Raw records:
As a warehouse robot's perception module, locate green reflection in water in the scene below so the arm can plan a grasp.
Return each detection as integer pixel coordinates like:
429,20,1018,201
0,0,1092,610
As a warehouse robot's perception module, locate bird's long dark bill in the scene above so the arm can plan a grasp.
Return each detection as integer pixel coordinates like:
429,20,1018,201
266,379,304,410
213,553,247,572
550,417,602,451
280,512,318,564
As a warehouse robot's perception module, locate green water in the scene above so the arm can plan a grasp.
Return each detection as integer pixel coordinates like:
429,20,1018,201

Problem requirements: Quote the entries word for word, starting with the line that contains "As a warehouse robot's perception module, locate bird's" and going on through the last line of the entries.

Exercise answer:
As a warehouse robot's perception module, locate bird's long dark bill in the scene above so the arm can plan a grasp.
Return each detection as integer pixel coordinates like:
429,20,1018,201
266,379,304,410
213,553,247,572
550,417,602,451
280,512,318,564
As a warehouse robot's perception module, locate green water in the scene above so the arm can plan a grasp.
Return each detection as integer pixel coordinates like:
429,20,1018,201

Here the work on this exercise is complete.